_Tekstblok_
----
Mevrouw Schouten, ik heb alweer een technisch punt. Het amendement op stuk nr. 11 is inmiddels vervangen door het amendement op stuk nr. 12. 

Mevrouw Schouten (ChristenUnie):

Excuus, voorzitter. U bent in ieder geval sneller dan menigeen. Prima, het gaat dus om amendement-Bisschop op stuk nr. 12. De heer Bisschop wees er in zijn termijn al op dat er regelmatig aansluitingsproblemen ontstaan bij snelle leerlingen, die de overstap naar het hoger onderwijs maken. Hij vroeg waarom deze leerlingen geen gebruik zouden mogen maken van dit wetsvoorstel, terwijl studenten die enkele maanden ouder zijn dit wel mogen. Is de leeftijdsgrens van achttien jaar in mijn wetsvoorstel wel zo noodzakelijk? Ik kan meteen zeggen dat ik blij ben met het amendement dat de heer Bisschop heeft ingediend. Nu is het al zo dat je in principe pas kunt huren zodra je meerderjarig bent. Toch kunnen minderjarigen een huurovereenkomst sluiten. Dit kan als zij handelingsbekwaam zijn verklaard of als er geen beroep wordt gedaan om de overeenkomst te vernietigen. Er zijn situaties waarin dit overduidelijk is. Hierdoor kunnen corporaties in deze situaties maatwerk bieden aan minderjarigen. Met het amendement staat er niets in de weg om hetzelfde maatwerk te bieden in de vorm van jongerencontracten. Kortom, ik zie het amendement als een verbetering van mijn wetsvoorstel en zou het een positief oordeel willen geven. Uiteraard ben ik ook benieuwd naar de mening van mijn adviseur hierover. 

Ik heb hiermee alle amendementen behandeld en hopelijk heb ik ook alle vragen van de leden beantwoord. 

De voorzitter:

Hartelijk dank. Ik kijk nog een laatste keer rond naar de leden. Vervolgens gaan we over naar de adviseur namens het kabinet, minister Blok voor Wonen en Rijksdienst. 

Minister Blok:

Voorzitter. Ik wil allereerst mevrouw Schouten en haar adviseurs complimenteren met het verzette werk en met de inhoud van dit wetsvoorstel. In onze democratie is één van de meest wezenlijke rechten van de Kamer, misschien wel het meest wezenlijke recht, het recht om zelf wetten te mogen indienen. Ook als een regering mocht treuzelen of het met een wet niet eens mocht zijn — dit is hier in beide gevallen niet aan de orde — kan de volksvertegenwoordiging haar belangrijkste machtsmiddel gebruiken en zelf een voorstel doen om het gewenste resultaat te bereiken.
----
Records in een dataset
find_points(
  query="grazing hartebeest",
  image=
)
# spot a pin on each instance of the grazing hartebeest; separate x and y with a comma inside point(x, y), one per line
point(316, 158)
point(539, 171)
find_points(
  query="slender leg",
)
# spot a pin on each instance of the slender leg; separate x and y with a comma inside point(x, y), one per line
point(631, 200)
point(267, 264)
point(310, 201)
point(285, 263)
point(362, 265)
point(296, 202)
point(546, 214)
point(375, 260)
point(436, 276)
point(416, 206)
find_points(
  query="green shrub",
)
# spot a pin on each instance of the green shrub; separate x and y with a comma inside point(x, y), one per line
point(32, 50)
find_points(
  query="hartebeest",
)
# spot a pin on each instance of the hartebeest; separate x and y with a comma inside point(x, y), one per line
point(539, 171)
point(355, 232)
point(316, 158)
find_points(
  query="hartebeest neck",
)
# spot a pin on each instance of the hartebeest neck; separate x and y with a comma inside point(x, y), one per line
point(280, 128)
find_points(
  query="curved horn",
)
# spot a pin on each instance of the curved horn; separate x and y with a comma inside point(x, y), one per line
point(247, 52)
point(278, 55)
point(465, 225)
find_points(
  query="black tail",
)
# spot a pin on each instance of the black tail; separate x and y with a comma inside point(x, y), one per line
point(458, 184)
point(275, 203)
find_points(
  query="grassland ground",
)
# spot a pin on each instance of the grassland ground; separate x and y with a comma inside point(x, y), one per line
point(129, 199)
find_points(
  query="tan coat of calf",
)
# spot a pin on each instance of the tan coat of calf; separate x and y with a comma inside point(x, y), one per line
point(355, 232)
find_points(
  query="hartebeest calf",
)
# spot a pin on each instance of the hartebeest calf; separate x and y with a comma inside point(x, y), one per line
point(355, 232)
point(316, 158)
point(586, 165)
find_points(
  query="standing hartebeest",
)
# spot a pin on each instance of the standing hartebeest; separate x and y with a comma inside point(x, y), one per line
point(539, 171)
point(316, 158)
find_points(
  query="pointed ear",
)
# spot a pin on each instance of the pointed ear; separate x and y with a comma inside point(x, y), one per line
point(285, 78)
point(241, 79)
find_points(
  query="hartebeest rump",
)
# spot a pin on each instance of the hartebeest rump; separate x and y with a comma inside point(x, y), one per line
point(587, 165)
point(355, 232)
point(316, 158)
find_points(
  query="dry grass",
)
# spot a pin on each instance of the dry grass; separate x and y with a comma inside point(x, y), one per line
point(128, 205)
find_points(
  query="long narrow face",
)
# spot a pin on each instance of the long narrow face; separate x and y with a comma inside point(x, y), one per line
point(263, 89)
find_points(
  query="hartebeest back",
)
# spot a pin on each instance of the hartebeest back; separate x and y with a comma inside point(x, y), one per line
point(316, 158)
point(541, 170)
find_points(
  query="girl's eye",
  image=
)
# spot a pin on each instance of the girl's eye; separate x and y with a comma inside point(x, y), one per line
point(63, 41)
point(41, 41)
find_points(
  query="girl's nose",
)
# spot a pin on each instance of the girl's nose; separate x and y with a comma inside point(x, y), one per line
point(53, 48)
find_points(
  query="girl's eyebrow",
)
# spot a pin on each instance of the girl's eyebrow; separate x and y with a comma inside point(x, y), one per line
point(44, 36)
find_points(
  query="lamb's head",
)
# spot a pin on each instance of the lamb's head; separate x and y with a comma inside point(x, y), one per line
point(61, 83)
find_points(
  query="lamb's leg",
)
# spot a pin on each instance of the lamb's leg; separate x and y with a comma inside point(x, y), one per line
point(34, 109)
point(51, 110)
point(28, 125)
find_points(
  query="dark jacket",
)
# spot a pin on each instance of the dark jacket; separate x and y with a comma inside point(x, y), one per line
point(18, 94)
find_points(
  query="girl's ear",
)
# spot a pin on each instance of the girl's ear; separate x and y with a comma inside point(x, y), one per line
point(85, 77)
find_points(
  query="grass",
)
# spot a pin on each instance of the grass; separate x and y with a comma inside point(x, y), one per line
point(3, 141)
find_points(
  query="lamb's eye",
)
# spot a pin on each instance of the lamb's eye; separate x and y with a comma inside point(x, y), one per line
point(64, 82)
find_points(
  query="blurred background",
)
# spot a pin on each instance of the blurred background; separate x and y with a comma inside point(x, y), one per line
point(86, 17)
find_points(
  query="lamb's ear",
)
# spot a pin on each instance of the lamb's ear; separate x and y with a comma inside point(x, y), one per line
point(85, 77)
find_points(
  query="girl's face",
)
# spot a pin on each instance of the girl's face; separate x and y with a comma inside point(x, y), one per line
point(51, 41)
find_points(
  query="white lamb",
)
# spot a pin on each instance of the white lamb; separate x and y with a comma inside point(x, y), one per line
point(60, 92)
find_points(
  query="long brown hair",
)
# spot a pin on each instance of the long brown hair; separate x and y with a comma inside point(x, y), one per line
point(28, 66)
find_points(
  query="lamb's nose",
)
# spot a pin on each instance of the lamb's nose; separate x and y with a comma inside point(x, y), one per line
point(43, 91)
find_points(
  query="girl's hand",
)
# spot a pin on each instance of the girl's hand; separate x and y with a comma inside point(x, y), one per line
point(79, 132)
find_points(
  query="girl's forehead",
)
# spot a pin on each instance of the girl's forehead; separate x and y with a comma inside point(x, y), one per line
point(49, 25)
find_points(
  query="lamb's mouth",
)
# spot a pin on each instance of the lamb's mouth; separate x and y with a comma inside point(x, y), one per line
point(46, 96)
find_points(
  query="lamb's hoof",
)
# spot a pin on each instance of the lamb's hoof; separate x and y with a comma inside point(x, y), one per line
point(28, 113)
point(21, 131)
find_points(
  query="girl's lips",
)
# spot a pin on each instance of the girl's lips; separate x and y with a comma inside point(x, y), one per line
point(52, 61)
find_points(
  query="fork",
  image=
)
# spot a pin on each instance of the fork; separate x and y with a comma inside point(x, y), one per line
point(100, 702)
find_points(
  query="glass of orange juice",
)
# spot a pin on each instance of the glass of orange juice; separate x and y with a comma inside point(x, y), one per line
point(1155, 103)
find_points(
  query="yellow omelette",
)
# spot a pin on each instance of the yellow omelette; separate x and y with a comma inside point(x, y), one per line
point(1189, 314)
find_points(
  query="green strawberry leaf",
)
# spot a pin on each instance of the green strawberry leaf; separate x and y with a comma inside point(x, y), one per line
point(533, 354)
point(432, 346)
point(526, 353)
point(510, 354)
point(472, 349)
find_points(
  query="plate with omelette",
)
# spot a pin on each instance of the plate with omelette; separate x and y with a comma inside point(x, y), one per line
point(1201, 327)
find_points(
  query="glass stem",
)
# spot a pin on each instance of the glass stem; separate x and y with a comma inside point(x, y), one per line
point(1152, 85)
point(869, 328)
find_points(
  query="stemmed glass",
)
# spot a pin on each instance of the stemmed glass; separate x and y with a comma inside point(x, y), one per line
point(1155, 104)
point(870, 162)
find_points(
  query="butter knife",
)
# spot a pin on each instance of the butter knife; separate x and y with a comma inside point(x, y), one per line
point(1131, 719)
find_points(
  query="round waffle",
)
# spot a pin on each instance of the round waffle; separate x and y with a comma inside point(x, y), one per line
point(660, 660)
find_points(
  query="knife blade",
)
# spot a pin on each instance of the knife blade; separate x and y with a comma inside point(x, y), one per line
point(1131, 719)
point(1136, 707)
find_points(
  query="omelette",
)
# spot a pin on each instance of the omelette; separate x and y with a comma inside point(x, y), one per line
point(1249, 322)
----
_Te doen_
**A)** Door welk amendement is het amendement op stuk nr. 11 vervangen, volgens het Kamerdebat hierboven?
**B)** Ga verder met het Kamerdebat, direct na de laatste zin van minister Blok.

_Antwoorden_
**A)** Door het amendement op stuk nr. 12.

**B)**
Inhoudelijk herken ik zeer de behoefte die er bestaat aan deze jongerencontracten. Jongeren zijn nieuwkomers op de woningmarkt en zij trekken op dit moment vaak aan het kortste eind. Tegelijkertijd kun je constateren dat er te weinig doorstroming is op de woningmarkt. Doorstroming is een belangrijk onderwerp van het regeringsbeleid. Dit wetsvoorstel pakt dit probleem goed bij de kop, zonder de fundamenten van de huurbescherming af te breken. Het doorlopen van de inschrijftermijn voor de wachtlijst voor sociale huurwoningen bijvoorbeeld, betekent dat jongeren niet in een slechte positie komen als zij na afloop van die periode nog steeds een inkomen hebben dat hen kwalificeert voor een sociale huurwoning. Mochten ze inmiddels een hoger inkomen hebben, dan wordt hen terecht gevraagd om plaats te maken voor mensen die op dat moment aangewezen zijn op een sociale huurwoning. Vanavond spreken wij met elkaar over een aantal voorstellen van de regering rond de doorstroom op de huurmarkt. Hoe dan ook, het is mijn opzet om het voorstel van mevrouw Schouten naadloos in de wetgeving te laten opgaan.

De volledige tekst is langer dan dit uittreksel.